## INPUT DATA

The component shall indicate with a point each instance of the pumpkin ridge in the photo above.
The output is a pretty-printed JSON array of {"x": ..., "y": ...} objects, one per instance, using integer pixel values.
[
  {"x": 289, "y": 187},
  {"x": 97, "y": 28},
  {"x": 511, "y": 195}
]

## EXERCISE DETAILS
The answer consists of the whole listing, restated exactly.

## SOLUTION TO THE EXERCISE
The component shall indicate with a point each instance of the pumpkin ridge in the photo above.
The output is a pretty-printed JSON array of {"x": ..., "y": ...} objects, one per instance, using integer pixel values.
[
  {"x": 289, "y": 187},
  {"x": 97, "y": 28},
  {"x": 511, "y": 195}
]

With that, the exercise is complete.